▶ [Materials provided]
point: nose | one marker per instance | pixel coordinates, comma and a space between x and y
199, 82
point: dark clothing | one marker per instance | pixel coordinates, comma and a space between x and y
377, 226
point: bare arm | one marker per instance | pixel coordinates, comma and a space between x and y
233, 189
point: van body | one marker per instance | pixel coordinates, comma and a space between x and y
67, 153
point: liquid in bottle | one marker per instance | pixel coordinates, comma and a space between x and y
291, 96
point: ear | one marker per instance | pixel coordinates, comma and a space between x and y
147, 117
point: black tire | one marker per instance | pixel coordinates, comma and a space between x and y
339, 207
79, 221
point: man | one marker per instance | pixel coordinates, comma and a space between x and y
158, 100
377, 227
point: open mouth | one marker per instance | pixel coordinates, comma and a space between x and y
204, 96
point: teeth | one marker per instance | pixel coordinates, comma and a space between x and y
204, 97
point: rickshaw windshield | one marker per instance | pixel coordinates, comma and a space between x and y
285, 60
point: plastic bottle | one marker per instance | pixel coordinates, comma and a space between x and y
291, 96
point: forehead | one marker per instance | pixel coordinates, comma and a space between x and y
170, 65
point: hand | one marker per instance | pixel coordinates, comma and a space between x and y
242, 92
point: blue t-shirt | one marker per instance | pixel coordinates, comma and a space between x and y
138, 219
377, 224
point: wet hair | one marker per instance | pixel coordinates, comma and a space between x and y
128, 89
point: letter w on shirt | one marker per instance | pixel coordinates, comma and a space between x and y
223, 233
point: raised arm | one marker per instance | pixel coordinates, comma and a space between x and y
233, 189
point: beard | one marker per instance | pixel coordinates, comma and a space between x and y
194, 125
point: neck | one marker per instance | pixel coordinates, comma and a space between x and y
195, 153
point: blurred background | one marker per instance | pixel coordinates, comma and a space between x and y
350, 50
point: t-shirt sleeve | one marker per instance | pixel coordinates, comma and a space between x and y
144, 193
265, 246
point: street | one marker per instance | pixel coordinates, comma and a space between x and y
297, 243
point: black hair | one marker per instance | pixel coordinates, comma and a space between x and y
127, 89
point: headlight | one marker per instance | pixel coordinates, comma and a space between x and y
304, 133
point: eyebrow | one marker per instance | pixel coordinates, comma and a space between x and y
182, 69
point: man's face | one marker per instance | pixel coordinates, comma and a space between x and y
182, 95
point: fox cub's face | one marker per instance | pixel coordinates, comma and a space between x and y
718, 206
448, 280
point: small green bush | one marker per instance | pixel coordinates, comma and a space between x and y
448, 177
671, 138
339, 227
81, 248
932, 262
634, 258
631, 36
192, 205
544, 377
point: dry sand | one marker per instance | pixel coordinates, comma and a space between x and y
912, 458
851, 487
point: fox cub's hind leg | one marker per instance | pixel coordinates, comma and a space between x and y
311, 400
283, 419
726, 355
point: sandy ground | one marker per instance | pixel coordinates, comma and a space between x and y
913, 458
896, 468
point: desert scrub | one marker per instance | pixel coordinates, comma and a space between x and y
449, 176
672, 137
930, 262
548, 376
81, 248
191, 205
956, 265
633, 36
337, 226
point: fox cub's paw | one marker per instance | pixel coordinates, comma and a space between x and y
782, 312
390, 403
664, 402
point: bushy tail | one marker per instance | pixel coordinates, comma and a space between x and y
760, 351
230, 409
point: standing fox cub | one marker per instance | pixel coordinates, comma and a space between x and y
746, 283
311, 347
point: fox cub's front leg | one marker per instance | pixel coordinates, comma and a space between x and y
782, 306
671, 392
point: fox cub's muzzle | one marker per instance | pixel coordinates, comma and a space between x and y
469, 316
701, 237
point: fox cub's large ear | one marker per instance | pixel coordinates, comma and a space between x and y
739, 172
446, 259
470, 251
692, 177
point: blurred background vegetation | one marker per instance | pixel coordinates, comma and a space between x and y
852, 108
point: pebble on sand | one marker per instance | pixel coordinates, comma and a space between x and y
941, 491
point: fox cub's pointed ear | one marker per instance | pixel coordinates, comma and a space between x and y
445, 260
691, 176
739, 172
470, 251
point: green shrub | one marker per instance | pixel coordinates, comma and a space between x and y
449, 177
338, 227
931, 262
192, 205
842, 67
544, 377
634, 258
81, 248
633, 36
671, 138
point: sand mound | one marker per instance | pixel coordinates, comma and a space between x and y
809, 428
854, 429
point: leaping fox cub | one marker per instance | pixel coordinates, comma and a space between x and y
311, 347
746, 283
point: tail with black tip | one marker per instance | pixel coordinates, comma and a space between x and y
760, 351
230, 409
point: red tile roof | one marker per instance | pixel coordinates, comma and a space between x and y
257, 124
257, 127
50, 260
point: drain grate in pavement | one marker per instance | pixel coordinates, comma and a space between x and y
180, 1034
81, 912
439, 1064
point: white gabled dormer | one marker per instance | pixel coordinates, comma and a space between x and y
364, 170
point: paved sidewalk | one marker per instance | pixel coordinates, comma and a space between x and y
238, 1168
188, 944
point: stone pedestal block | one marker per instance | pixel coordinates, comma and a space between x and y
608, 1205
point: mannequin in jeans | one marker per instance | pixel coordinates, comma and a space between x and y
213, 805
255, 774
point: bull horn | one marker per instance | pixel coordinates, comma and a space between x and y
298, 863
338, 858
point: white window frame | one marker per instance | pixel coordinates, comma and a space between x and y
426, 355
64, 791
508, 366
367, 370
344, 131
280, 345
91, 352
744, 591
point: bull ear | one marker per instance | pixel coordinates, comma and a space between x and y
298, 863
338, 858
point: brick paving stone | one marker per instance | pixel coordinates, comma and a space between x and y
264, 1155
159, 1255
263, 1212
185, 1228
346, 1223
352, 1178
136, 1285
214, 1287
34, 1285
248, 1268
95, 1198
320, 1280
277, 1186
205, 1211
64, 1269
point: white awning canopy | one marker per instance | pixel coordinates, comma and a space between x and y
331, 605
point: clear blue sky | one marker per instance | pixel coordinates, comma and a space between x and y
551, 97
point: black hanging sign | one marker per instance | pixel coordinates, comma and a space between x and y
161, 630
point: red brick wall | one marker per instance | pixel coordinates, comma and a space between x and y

▶ [What needs to be done]
Copy each record from above without leaving any out.

▶ [Solved exercise]
point: nose | one marker per instance | pixel coordinates, comma and a space between x and y
199, 82
point: dark clothing | one marker per instance | pixel coordinates, comma and a space between x and y
377, 226
point: bare arm | one marker per instance | pixel coordinates, comma and a space between x and y
233, 189
point: van body | one marker per instance | pixel coordinates, comma and a space between x and y
67, 153
point: liquid in bottle | one marker per instance | pixel coordinates, comma and a space between x and y
291, 96
point: ear | one marker per instance | pixel coordinates, comma and a space between x and y
147, 117
point: black tire | one marker per instance | pixel coordinates, comma and a space between x and y
339, 207
79, 221
point: man | one marker per instance | pixel coordinates, comma and a space between x and y
158, 100
377, 227
point: open mouth | one marker per instance | pixel coordinates, comma and a space between x and y
204, 96
point: teeth | one marker per instance | pixel coordinates, comma and a space between x and y
204, 97
point: rickshaw windshield | one marker per instance | pixel coordinates, comma and a space between x and y
285, 60
point: plastic bottle | one marker per instance | pixel coordinates, comma and a space between x and y
291, 96
point: forehead | one marker per instance | pixel coordinates, comma and a space between x and y
170, 65
point: hand | one marker per instance | pixel coordinates, comma and a space between x and y
242, 92
point: blue t-shirt | one marker per instance | pixel coordinates, comma and a space between x and y
138, 219
377, 224
point: wet hair | one marker per instance | pixel coordinates, comma and a space between x and y
128, 89
point: letter w on shirt | one marker per instance | pixel coordinates, comma and a space between x and y
223, 233
point: raised arm | one marker per instance | pixel coordinates, comma and a space between x and y
233, 189
point: beard | one marker per instance | pixel coordinates, comma and a space between x and y
194, 125
point: neck | one marker per instance | pixel coordinates, comma and a space between x and y
195, 153
point: blurred background | one marker per instance | pixel coordinates, comma and a space between x and y
350, 50
point: t-shirt sleeve | one marker per instance | pixel coordinates, comma and a space between x and y
144, 193
265, 246
point: street | one marker per instance | pixel coordinates, comma and a space between x and y
297, 243
point: black hair | one marker per instance | pixel coordinates, comma and a space between x and y
127, 89
point: headlight | one marker per instance | pixel coordinates, comma and a space between x and y
304, 133
point: eyebrow | one marker per instance | pixel coordinates, comma and a space between x and y
182, 69
point: man's face | one marker per instance | pixel coordinates, comma and a space between x and y
182, 95
point: fox cub's face | one marker per instance | pixel coordinates, comma and a space between x and y
718, 206
448, 280
point: small green bush | one marker per instance | pixel coordinates, comma and a space between x and y
448, 177
671, 138
339, 227
81, 248
932, 262
634, 258
631, 36
192, 205
544, 377
point: dry sand | one marker per instance | pixel coordinates, comma and a space between x and y
912, 458
851, 487
point: fox cub's hind leg | one marker per instance | pixel coordinates, comma and a space between x and y
311, 400
283, 419
726, 355
point: sandy ground | one marker per instance | pixel coordinates, comma and a space between x and y
913, 458
896, 468
point: desert scrub | one marker per instance | pixel coordinates, comma and a space between x and y
449, 176
672, 137
930, 262
548, 376
81, 248
191, 205
956, 265
633, 36
337, 226
point: fox cub's paw | one marker per instance | pixel coordinates, comma and a space between x and y
782, 312
390, 403
664, 402
point: bushy tail | one marker per instance | pixel coordinates, comma and a space between x and y
760, 351
230, 409
point: standing fox cub | one marker per instance | pixel coordinates, comma and a space between x and y
746, 283
311, 347
point: fox cub's front leg | one marker per instance | pixel coordinates, comma and a space between x and y
782, 306
671, 392
point: fox cub's muzzle | one marker per instance | pixel coordinates, comma and a space between x and y
469, 316
701, 237
point: fox cub's large ear | one marker per instance | pixel coordinates, comma and a space between x and y
739, 172
446, 259
470, 251
692, 177
point: blurred background vegetation | one marker per instance | pixel coordinates, comma and a space between x and y
852, 108
point: pebble on sand | one marker per instance | pixel coordinates, comma and a space between x and y
941, 491
point: fox cub's pointed ear | one marker per instance | pixel coordinates, comma and a space between x and y
445, 260
691, 176
739, 172
470, 251
point: green shrub | one marker per instance | pixel coordinates, comma and a space between x and y
449, 177
338, 227
931, 262
192, 205
842, 67
544, 377
634, 258
81, 248
633, 36
671, 138
point: sand mound | one marker per instance | pixel coordinates, comma and a space between x and y
809, 428
854, 429
point: leaping fox cub | one marker per instance | pixel coordinates, comma and a space between x and y
311, 347
746, 283
point: tail with black tip | one marker per instance | pixel coordinates, comma and a space between x and y
760, 351
230, 409
point: red tile roof | one marker per instance | pixel coordinates, comma and a space between x and y
257, 124
257, 127
50, 260
point: drain grate in pavement | one marker per instance | pixel coordinates, comma and a space between x and y
180, 1034
81, 912
439, 1064
point: white gabled dormer | one marker per instance | pixel coordinates, comma and a space between x and y
364, 170
point: paved sidewalk | one marker per instance | pixel coordinates, comma and a space between x and y
238, 1168
188, 944
point: stone pedestal block | one marker per instance | pixel coordinates, comma and a space between x and y
608, 1205
point: mannequin in jeans | one marker per instance | pixel coordinates, comma and a space between x and y
213, 805
255, 774
point: bull horn | one marker per instance | pixel coordinates, comma and a space between x and y
298, 863
338, 858
point: white window frame | one marker per instance | pixel coordinates, comma and a space between x and y
426, 355
64, 791
508, 366
367, 370
344, 131
280, 345
91, 352
744, 591
point: bull ear | one marker per instance | pixel coordinates, comma and a space between x and y
298, 863
338, 858
point: brick paving stone | one marker per instance | pixel coordinates, comma and a space between x and y
264, 1155
159, 1255
263, 1212
185, 1228
346, 1223
352, 1178
136, 1285
214, 1287
34, 1285
248, 1268
95, 1198
320, 1280
277, 1186
205, 1211
64, 1269
point: white awning canopy | one marker per instance | pixel coordinates, comma and a space between x and y
331, 605
point: clear blue sky | one marker per instance | pixel coordinates, comma and a space between x and y
551, 97
point: black hanging sign | one marker per instance | pixel coordinates, comma and a space between x and y
161, 630
point: red brick wall | one marker per instance | pixel coordinates, comma and a space between x and y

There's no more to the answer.